▸ **Given records**:
=-=-=-=-=

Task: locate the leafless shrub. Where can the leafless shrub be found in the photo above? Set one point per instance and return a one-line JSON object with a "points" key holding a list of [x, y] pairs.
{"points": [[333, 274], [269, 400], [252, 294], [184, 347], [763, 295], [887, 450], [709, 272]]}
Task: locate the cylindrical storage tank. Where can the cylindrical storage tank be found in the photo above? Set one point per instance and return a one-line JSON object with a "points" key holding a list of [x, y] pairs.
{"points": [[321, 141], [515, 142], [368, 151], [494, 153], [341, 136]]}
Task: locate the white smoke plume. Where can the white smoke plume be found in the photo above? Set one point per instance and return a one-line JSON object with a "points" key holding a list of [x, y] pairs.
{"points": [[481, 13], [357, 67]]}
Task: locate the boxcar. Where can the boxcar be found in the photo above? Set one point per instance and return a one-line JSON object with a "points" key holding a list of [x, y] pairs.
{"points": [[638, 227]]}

=-=-=-=-=

▸ **What you need to do**: Rescale the records, starting with the line containing "Task: locate the boxcar." and going on through the end of the records. Rewrite those lines in full, requests included, with every point coordinate in the answers multiplied by 2.45 and rounded to a whole number, halves rounding up.

▸ **Worked answer**:
Task: locate the boxcar. Where can the boxcar be found in the photo above? Set one point per instance and return a one-line JSON object with a "points" key holding a list of [x, y] pairs.
{"points": [[1563, 556]]}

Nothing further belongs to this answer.